Details of how the photo was accomplished were published in the 1999 book, Nessie – the Surgeon’s Photograph Exposed, that contains a facsimile of the 1975 article in The Sunday Telegraph. Essentially, it was a toy submarine built by Christian Spurling, the son-in-law of Marmaduke Wetherell. Wetherell was a big game hunter who had been publicly ridiculed by his employers in the Daily Mail, after finding “Nessie footprints” that turned out to be those of a hippopotamus-foot umbrella stand. To get revenge on the Mail, Wetherell committed the hoax, with co-conspirators Spurling (sculpture specialist), Ian Wetherell (his son, who bought the material for the fake), and Maurice Chambers (an insurance agent). The toy submarine was bought from F.W. Woolworths and its head and neck made out of plastic wood. After testing it out on a local pond, the group went to Loch Ness, where Ian Wetherell took the photos in the vicinity of Altsaigh Tea House. When they heard a water bailiff approaching, Duke Wetherell put his foot out and sank the model. It is presumably still somewhere in Loch Ness. Chambers handed over the plates to Wilson, a friend of his who enjoyed “a good practical joke”. Wilson then took the plates to Ogston’s, an Inverness chemist, where he gave them to George Morrison for development. He sold the first photo to the Daily Mail, who then announced that the Loch Ness Monster had been photographed.
In 1960, aeronautical engineer Tim Dinsdale filmed a hump crossing Loch Ness, leaving a powerful wake. Dinsdale allegedly spotted the animal on his last day hunting for it, and described the object as reddish with a blotch on its side. When he mounted his camera the object started to move and said that he shot 40 feet of film. Many were sceptical, saying that the “hump” cannot be ruled out as being a boat and claimed that when the contrast is increased, a man can be seen in a boat.
In 1993, Discovery Communications produced a documentary entitled Loch Ness Discovered, which featured a digital enhancement of the Dinsdale film. A computer expert who enhanced the film noticed a shadow in the negative that was not very obvious in the positive. By enhancing and overlaying frames, he found what appeared to be the rear body of a creature underwater. He commented that “Before I saw the film, I thought the Loch Ness Monster was a load of rubbish. Having done the enhancement, I’m not so sure”. Some have countered this finding by saying that the angle of the film from the horizontal along with sun’s angle on that day made shadows underwater unlikely. Others pointed out that the darker water is undisturbed water that was only coincidentally shaped like a body. The same source also says that there might be a smaller object (a second hump or a head) in front of the hump causing this.
Further video footage, photographs and even sonar images continued to appear, though with the advent of advanced technology and forensic techniques, the sightings were even more vague and verifications of authenticity were often from somewhat biased collectives as US military monster experts. On 19 April 2014 it was reported that Apple Maps was showing what appeared to be the monster close to the surface of the loch. It was spotted by Andrew Dixon who was browsing a map of his home town at the time and took a moment to take a look at the loch. Possible explanations for the image are that it could be the wake of a boat, a seal causing ripples or a floating log. Some believe that the image was Photoshopped using an image of a whale shark.

#####

**Work instructions**
According to the Loch Ness text, where was the toy submarine used in the hoax bought?

#####

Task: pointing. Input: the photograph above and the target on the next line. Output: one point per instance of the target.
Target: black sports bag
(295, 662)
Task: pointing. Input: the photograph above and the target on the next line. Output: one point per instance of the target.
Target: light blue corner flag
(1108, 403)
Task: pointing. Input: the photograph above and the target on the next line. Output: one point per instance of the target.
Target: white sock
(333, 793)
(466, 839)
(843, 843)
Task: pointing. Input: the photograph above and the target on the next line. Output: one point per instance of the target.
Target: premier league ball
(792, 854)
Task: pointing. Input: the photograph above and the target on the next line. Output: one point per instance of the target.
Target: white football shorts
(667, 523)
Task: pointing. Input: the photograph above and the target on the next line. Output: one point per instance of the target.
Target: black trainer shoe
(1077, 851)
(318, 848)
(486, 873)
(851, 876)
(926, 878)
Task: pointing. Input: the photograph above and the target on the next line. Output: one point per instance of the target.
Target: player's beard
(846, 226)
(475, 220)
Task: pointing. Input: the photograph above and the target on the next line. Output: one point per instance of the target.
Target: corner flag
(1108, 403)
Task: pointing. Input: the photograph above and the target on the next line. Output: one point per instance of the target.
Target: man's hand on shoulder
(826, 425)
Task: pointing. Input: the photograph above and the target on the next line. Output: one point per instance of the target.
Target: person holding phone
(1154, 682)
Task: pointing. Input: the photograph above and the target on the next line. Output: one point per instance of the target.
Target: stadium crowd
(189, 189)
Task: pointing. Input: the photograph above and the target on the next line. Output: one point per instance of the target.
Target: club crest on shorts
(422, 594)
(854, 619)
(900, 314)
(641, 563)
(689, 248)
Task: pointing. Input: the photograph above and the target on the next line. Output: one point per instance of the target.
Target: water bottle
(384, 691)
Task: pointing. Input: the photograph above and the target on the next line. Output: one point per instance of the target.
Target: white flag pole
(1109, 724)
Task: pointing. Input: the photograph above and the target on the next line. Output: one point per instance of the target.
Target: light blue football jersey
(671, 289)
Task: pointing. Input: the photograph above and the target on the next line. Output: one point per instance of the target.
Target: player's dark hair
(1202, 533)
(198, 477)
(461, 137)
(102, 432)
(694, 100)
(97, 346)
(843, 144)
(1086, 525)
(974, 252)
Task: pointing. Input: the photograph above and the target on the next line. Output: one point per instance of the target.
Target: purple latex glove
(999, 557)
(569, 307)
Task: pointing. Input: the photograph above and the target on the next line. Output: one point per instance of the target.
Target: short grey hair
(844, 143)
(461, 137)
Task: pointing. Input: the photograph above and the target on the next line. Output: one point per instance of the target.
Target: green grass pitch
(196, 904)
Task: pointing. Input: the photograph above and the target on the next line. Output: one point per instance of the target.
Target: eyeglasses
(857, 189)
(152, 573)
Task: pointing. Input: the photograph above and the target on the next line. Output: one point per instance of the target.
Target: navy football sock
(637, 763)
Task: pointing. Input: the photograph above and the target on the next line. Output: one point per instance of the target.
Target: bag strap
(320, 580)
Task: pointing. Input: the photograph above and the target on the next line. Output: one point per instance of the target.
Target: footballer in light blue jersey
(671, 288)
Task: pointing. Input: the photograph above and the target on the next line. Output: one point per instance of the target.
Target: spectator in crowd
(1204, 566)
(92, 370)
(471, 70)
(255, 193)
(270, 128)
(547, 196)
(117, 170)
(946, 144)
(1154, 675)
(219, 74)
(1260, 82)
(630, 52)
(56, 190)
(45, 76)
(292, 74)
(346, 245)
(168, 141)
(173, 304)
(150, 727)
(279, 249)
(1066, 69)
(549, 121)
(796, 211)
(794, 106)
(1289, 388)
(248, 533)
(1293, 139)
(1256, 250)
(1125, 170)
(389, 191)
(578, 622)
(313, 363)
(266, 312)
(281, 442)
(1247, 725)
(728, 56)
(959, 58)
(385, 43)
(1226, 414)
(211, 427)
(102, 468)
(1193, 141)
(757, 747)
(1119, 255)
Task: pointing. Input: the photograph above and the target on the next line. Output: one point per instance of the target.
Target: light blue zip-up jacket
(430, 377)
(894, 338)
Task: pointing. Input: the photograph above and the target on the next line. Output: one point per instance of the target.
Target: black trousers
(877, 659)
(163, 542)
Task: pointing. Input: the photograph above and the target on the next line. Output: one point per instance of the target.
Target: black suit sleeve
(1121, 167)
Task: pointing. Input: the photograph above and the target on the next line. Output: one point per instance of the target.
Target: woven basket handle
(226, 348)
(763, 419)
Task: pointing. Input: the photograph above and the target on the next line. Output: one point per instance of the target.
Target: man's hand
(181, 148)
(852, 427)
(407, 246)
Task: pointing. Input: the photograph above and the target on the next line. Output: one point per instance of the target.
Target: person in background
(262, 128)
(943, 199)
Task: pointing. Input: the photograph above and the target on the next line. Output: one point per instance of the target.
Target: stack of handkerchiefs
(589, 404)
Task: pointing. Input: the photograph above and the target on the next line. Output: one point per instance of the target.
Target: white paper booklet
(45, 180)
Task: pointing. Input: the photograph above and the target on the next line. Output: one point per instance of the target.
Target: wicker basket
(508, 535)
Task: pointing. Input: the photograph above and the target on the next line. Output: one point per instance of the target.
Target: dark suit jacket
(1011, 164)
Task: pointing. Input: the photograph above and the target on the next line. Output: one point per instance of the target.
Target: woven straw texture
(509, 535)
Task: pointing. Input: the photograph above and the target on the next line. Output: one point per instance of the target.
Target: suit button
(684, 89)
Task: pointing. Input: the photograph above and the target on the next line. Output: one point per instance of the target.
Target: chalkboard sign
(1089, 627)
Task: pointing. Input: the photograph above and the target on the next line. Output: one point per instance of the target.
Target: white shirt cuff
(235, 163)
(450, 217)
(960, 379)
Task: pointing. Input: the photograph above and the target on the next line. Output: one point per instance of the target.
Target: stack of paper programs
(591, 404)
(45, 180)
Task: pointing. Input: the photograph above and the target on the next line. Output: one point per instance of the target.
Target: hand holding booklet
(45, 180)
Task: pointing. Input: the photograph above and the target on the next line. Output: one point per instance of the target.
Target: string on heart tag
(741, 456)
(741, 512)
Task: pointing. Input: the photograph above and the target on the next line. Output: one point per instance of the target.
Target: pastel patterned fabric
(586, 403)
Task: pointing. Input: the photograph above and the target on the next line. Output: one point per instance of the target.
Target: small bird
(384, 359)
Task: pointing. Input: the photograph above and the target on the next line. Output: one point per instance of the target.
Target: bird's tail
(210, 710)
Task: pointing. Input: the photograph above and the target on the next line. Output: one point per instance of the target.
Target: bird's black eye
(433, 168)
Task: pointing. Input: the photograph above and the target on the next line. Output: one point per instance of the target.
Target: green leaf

#####

**Result**
It was bought from F.W. Woolworths.